Exercise 1:
On the page about the Innovation Lab Big Data Science, what is the name of the R package that implements Shapley values?

Reading text:

In the winter-semester 2017/2018, the Innovation Lab Big Data Science was again held by the Department of Statistics. In this year, we worked on several interesting data-science projects with a focus on the interpretability of machine learning models.

Automatic statistician for exploratory data analysis

In this project, the student team developed an R package AEDA that automatically analyzes data, streamlining manual steps of exploratory data analysis. A wide range of common tasks of data scientists is automated with this package: Basic data summaries, correlation analysis, cluster analysis, principal component analysis and more. All results are automatically compiled to a report.

aeda

Explaining machine learning predictions with game theory

In this project, the students developed an R package ShapleyR that implements Shapley values for explaining machine learning predictions. Shapley values are a method from game theory, which can also be used to understand the decision making of machine learning models better.

Interactive plots and tables for benchmarking results

The students developed an R package ‘benchmarkViz’ for comparing the results of benchmark studies. The project involved proposing a standard format in which arbitrary benchmark results, be it run time of algorithms or the performance of machine learning models, can be encoded and easily visualized.

benchmarkviz

Interactive plots for interpretation of global and local effects

The students implemented a dashboard for explaining machine learning models. The dashboard allows users to upload a model and automatically visualize it with different types of plots.

imlplots

Exercise 2:
Please write out every one of the entries below without changing a word.

Records to use:
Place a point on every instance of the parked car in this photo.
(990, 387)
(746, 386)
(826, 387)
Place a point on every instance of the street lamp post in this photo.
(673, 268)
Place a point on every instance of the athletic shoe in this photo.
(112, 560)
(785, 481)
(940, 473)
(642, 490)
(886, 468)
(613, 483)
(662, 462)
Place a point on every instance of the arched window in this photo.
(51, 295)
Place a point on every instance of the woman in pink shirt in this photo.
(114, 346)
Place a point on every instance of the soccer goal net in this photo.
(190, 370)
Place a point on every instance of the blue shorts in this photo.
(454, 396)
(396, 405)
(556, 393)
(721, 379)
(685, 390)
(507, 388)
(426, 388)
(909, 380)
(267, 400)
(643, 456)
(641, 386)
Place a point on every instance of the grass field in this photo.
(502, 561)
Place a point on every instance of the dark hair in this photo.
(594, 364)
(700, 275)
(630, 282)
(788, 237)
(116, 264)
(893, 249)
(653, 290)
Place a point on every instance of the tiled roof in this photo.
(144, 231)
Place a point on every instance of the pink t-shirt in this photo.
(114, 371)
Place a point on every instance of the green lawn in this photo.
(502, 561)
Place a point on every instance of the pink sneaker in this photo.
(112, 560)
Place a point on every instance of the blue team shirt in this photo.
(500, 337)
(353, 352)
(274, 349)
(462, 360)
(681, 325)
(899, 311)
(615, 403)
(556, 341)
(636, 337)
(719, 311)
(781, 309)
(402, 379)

Written reply 1:
ShapleyR

Written reply 2:
Place a point on every instance of the parked car in this photo.
(990, 387)
(746, 386)
(826, 387)
Place a point on every instance of the street lamp post in this photo.
(673, 268)
Place a point on every instance of the athletic shoe in this photo.
(112, 560)
(785, 481)
(940, 473)
(642, 490)
(886, 468)
(613, 483)
(662, 462)
Place a point on every instance of the arched window in this photo.
(51, 295)
Place a point on every instance of the woman in pink shirt in this photo.
(114, 346)
Place a point on every instance of the soccer goal net in this photo.
(190, 370)
Place a point on every instance of the blue shorts in this photo.
(454, 396)
(396, 405)
(556, 393)
(721, 379)
(685, 390)
(507, 388)
(426, 388)
(909, 380)
(267, 400)
(643, 456)
(641, 386)
Place a point on every instance of the grass field in this photo.
(502, 561)
Place a point on every instance of the dark hair in this photo.
(594, 364)
(700, 275)
(630, 282)
(788, 237)
(116, 264)
(893, 249)
(653, 290)
Place a point on every instance of the tiled roof in this photo.
(144, 231)
Place a point on every instance of the pink t-shirt in this photo.
(114, 371)
Place a point on every instance of the green lawn in this photo.
(502, 561)
Place a point on every instance of the pink sneaker in this photo.
(112, 560)
Place a point on every instance of the blue team shirt in this photo.
(500, 337)
(353, 352)
(274, 349)
(462, 360)
(681, 325)
(899, 311)
(615, 403)
(556, 341)
(636, 337)
(719, 311)
(781, 309)
(402, 379)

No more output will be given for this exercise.